Start of Data records
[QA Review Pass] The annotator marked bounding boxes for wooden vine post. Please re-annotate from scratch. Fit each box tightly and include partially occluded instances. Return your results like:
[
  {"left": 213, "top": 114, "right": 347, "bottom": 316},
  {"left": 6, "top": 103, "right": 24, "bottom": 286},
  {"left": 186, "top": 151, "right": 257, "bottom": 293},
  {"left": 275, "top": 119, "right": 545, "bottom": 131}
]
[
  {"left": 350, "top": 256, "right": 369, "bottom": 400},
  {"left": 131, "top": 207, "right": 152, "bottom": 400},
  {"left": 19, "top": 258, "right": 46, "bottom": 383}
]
End of Data records
*Written exercise*: Copy the listing above line for line, changing nothing.

*Result for this exercise*:
[QA Review Pass] The annotator marked bounding boxes for wooden vine post. Please re-annotate from scratch. Fit each box tightly and include partially occluded instances. Return your results like:
[
  {"left": 213, "top": 114, "right": 347, "bottom": 316},
  {"left": 6, "top": 103, "right": 24, "bottom": 286},
  {"left": 186, "top": 151, "right": 257, "bottom": 293},
  {"left": 275, "top": 119, "right": 545, "bottom": 131}
]
[
  {"left": 350, "top": 256, "right": 369, "bottom": 400},
  {"left": 131, "top": 207, "right": 152, "bottom": 400},
  {"left": 19, "top": 258, "right": 46, "bottom": 383}
]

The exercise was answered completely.